__Required action__.
Filter the listing below, keeping every line that holds "surface".

__Exercise materials__.
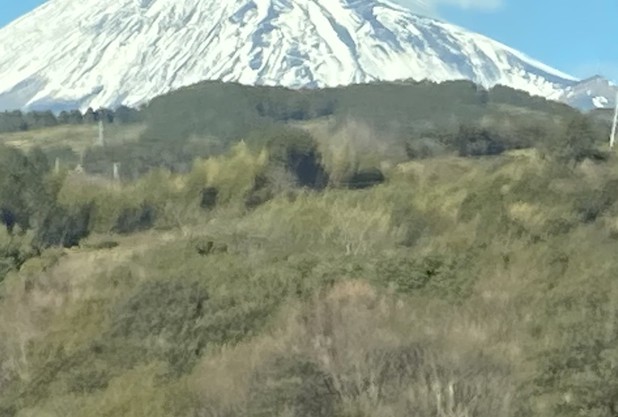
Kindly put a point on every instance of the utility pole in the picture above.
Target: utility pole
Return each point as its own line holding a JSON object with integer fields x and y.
{"x": 612, "y": 136}
{"x": 116, "y": 171}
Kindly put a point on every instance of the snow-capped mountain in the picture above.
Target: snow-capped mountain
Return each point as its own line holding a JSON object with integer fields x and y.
{"x": 92, "y": 53}
{"x": 591, "y": 93}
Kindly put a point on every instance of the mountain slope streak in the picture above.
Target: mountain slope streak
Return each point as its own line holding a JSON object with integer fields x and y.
{"x": 68, "y": 54}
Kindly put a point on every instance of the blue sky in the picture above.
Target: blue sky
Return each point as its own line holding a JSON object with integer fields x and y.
{"x": 577, "y": 37}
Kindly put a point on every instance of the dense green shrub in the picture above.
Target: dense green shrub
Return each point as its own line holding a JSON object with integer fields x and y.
{"x": 291, "y": 385}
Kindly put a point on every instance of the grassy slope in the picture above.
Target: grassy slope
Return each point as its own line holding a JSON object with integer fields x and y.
{"x": 76, "y": 137}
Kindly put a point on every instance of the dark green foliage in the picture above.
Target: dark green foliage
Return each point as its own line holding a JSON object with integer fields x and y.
{"x": 208, "y": 199}
{"x": 434, "y": 274}
{"x": 64, "y": 227}
{"x": 365, "y": 178}
{"x": 471, "y": 141}
{"x": 170, "y": 311}
{"x": 575, "y": 142}
{"x": 135, "y": 219}
{"x": 291, "y": 384}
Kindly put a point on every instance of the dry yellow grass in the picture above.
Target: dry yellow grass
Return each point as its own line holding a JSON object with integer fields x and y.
{"x": 77, "y": 137}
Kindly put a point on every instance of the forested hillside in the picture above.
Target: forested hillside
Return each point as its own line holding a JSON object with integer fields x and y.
{"x": 445, "y": 259}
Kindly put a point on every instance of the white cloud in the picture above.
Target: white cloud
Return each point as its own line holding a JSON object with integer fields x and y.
{"x": 432, "y": 7}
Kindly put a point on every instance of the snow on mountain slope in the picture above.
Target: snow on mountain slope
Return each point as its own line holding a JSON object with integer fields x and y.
{"x": 591, "y": 93}
{"x": 92, "y": 53}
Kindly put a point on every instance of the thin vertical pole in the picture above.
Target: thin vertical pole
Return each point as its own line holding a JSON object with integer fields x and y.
{"x": 612, "y": 136}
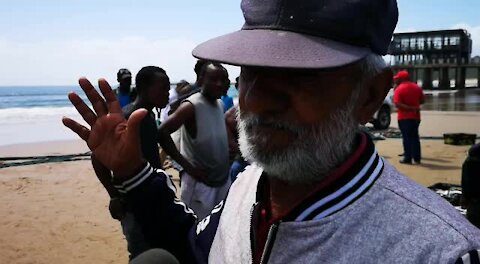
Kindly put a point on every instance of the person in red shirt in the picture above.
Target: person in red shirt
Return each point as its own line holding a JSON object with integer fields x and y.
{"x": 408, "y": 97}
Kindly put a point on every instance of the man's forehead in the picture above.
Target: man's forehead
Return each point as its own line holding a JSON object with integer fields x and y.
{"x": 351, "y": 68}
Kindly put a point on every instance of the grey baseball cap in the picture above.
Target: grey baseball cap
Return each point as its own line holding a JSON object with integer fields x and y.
{"x": 305, "y": 33}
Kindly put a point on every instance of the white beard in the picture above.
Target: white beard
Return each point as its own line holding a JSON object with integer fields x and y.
{"x": 313, "y": 153}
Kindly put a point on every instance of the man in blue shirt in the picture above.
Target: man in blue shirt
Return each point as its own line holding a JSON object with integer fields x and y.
{"x": 124, "y": 91}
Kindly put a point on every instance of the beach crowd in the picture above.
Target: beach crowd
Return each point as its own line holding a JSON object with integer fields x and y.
{"x": 309, "y": 185}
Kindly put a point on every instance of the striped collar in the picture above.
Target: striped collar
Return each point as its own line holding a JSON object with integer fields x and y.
{"x": 344, "y": 186}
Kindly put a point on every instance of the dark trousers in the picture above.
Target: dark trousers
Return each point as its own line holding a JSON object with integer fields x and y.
{"x": 411, "y": 139}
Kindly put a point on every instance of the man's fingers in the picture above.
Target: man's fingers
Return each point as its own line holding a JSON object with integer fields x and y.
{"x": 80, "y": 130}
{"x": 112, "y": 101}
{"x": 133, "y": 126}
{"x": 97, "y": 101}
{"x": 85, "y": 111}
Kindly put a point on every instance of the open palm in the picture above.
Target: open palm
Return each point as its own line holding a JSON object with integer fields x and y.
{"x": 113, "y": 140}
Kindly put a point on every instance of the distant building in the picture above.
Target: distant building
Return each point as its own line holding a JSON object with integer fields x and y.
{"x": 437, "y": 59}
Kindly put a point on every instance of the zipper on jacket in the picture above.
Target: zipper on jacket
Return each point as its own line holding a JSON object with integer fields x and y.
{"x": 272, "y": 233}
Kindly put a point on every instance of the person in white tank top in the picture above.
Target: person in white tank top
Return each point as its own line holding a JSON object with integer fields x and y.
{"x": 203, "y": 142}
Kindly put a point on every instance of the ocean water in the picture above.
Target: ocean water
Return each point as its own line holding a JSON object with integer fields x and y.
{"x": 34, "y": 113}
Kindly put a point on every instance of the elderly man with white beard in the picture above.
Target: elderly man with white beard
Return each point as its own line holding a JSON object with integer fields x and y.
{"x": 317, "y": 192}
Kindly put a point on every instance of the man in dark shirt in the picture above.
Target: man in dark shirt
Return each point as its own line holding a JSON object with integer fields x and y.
{"x": 153, "y": 86}
{"x": 124, "y": 92}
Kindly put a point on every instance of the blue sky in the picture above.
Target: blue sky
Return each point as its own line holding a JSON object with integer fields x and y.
{"x": 55, "y": 42}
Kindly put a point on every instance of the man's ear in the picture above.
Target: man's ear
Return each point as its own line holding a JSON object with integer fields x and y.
{"x": 373, "y": 94}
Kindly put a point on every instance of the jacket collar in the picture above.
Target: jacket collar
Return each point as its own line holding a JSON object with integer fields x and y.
{"x": 344, "y": 186}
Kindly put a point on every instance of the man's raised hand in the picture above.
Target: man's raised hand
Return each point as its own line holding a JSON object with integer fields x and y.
{"x": 114, "y": 141}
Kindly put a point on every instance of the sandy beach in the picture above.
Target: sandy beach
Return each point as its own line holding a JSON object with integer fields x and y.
{"x": 57, "y": 212}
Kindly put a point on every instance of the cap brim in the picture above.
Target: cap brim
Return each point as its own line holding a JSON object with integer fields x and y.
{"x": 125, "y": 76}
{"x": 276, "y": 48}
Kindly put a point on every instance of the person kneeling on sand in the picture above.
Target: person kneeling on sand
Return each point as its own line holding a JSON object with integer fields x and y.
{"x": 153, "y": 86}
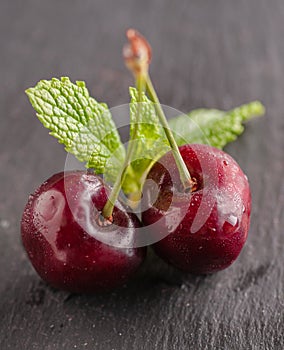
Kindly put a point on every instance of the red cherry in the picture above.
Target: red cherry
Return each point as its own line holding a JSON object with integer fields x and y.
{"x": 208, "y": 227}
{"x": 67, "y": 240}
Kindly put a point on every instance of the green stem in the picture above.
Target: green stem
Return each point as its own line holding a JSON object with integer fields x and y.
{"x": 184, "y": 173}
{"x": 108, "y": 208}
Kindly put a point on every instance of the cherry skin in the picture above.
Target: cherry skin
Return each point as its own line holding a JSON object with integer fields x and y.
{"x": 206, "y": 228}
{"x": 60, "y": 228}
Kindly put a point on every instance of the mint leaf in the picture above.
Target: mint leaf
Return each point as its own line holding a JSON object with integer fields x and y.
{"x": 150, "y": 141}
{"x": 79, "y": 122}
{"x": 213, "y": 126}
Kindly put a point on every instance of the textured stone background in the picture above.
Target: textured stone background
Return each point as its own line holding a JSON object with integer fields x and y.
{"x": 206, "y": 53}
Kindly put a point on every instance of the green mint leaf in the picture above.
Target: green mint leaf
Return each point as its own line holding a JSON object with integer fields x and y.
{"x": 79, "y": 122}
{"x": 150, "y": 141}
{"x": 213, "y": 126}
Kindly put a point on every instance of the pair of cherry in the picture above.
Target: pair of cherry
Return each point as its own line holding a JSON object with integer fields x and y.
{"x": 63, "y": 231}
{"x": 80, "y": 237}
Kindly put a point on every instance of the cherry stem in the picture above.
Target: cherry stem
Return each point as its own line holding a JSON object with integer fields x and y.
{"x": 108, "y": 208}
{"x": 183, "y": 171}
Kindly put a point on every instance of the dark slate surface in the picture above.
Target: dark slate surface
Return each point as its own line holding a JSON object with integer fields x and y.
{"x": 206, "y": 53}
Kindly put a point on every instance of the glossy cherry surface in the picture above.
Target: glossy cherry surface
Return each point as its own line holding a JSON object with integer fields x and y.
{"x": 208, "y": 227}
{"x": 64, "y": 238}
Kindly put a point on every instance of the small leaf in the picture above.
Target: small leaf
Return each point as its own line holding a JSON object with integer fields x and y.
{"x": 213, "y": 126}
{"x": 79, "y": 122}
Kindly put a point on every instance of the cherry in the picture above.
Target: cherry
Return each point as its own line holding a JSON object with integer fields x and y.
{"x": 206, "y": 227}
{"x": 70, "y": 244}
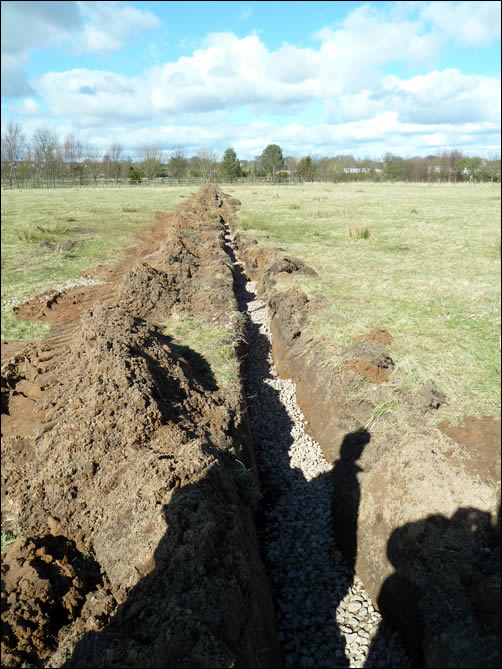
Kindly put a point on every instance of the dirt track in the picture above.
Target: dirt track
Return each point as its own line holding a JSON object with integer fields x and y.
{"x": 119, "y": 470}
{"x": 122, "y": 465}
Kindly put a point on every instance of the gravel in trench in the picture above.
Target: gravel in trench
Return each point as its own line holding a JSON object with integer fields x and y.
{"x": 324, "y": 616}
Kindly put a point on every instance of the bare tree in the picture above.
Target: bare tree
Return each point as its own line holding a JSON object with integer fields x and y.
{"x": 206, "y": 160}
{"x": 72, "y": 155}
{"x": 92, "y": 154}
{"x": 178, "y": 164}
{"x": 13, "y": 147}
{"x": 115, "y": 153}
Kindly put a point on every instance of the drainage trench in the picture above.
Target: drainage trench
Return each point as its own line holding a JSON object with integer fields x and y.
{"x": 324, "y": 616}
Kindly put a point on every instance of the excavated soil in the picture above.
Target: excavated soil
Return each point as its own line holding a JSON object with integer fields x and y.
{"x": 416, "y": 509}
{"x": 122, "y": 470}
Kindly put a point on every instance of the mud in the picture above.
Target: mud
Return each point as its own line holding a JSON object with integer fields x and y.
{"x": 122, "y": 470}
{"x": 416, "y": 509}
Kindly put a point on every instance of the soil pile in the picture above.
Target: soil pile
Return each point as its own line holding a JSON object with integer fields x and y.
{"x": 121, "y": 470}
{"x": 416, "y": 510}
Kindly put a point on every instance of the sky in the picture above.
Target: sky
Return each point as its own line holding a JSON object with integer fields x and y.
{"x": 317, "y": 78}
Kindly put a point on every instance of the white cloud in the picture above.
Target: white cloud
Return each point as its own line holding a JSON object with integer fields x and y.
{"x": 99, "y": 27}
{"x": 469, "y": 23}
{"x": 437, "y": 97}
{"x": 28, "y": 107}
{"x": 195, "y": 100}
{"x": 112, "y": 25}
{"x": 96, "y": 94}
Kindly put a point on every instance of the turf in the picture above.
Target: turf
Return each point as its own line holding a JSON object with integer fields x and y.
{"x": 427, "y": 270}
{"x": 36, "y": 224}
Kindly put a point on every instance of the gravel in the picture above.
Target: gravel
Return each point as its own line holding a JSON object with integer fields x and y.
{"x": 324, "y": 616}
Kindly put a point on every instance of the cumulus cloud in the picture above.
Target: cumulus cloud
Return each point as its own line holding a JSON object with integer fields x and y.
{"x": 468, "y": 23}
{"x": 28, "y": 107}
{"x": 113, "y": 24}
{"x": 95, "y": 93}
{"x": 195, "y": 100}
{"x": 98, "y": 27}
{"x": 437, "y": 97}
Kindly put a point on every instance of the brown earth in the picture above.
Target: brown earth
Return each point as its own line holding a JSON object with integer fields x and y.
{"x": 121, "y": 470}
{"x": 416, "y": 510}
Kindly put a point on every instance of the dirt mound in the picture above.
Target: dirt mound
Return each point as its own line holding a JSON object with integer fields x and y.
{"x": 123, "y": 449}
{"x": 416, "y": 511}
{"x": 370, "y": 359}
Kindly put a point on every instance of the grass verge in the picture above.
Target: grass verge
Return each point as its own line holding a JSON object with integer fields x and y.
{"x": 429, "y": 273}
{"x": 38, "y": 226}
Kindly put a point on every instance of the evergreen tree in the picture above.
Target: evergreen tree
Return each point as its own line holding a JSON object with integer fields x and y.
{"x": 305, "y": 170}
{"x": 272, "y": 159}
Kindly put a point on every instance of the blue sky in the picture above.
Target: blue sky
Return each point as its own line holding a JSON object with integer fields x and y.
{"x": 318, "y": 78}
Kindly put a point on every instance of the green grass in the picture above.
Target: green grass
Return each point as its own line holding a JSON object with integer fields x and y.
{"x": 214, "y": 343}
{"x": 102, "y": 221}
{"x": 8, "y": 538}
{"x": 429, "y": 273}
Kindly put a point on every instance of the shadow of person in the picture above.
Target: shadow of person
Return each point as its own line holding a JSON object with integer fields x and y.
{"x": 308, "y": 572}
{"x": 346, "y": 492}
{"x": 444, "y": 597}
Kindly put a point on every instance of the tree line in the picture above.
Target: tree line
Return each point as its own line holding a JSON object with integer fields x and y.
{"x": 46, "y": 160}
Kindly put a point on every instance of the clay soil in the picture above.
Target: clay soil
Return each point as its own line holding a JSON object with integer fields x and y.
{"x": 137, "y": 544}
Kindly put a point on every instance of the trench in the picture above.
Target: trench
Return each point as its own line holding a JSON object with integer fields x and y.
{"x": 324, "y": 616}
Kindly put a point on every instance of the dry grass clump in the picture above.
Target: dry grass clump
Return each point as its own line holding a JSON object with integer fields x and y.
{"x": 359, "y": 232}
{"x": 440, "y": 299}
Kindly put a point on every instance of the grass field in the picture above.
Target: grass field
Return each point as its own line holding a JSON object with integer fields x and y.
{"x": 422, "y": 261}
{"x": 103, "y": 221}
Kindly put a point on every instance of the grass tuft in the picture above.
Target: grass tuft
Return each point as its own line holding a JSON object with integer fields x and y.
{"x": 8, "y": 538}
{"x": 359, "y": 232}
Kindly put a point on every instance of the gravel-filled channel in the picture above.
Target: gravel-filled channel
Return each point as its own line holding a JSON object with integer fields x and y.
{"x": 324, "y": 616}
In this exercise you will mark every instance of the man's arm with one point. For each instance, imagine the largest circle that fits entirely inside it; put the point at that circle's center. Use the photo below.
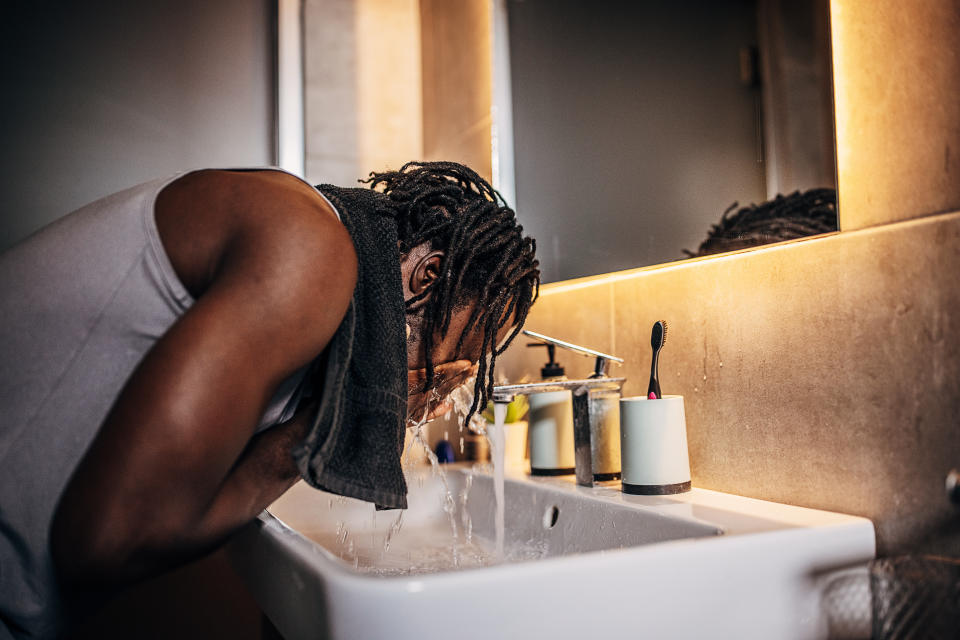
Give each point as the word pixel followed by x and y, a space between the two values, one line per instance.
pixel 173 469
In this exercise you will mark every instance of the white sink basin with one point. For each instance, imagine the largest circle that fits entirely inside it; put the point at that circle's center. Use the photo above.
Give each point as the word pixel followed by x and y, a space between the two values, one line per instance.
pixel 580 563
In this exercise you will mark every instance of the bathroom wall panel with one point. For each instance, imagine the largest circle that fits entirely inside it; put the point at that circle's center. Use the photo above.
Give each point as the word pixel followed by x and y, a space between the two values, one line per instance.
pixel 361 59
pixel 99 96
pixel 457 84
pixel 823 373
pixel 896 81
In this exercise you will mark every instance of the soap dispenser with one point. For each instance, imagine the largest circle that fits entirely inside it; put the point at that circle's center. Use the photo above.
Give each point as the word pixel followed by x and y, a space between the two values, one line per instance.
pixel 551 423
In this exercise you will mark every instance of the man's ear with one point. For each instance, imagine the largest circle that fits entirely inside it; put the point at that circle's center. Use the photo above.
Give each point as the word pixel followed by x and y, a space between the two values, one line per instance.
pixel 424 275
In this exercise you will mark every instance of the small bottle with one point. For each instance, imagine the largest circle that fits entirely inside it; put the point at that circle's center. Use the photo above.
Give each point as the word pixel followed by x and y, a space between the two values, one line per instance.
pixel 551 423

__Written solution__.
Kindly put a point on every instance of the dark slate surface in the picture above.
Target: dark slate surface
Kindly put a point on every instance of the glossy cherry surface in the picture above.
Target: glossy cherry surface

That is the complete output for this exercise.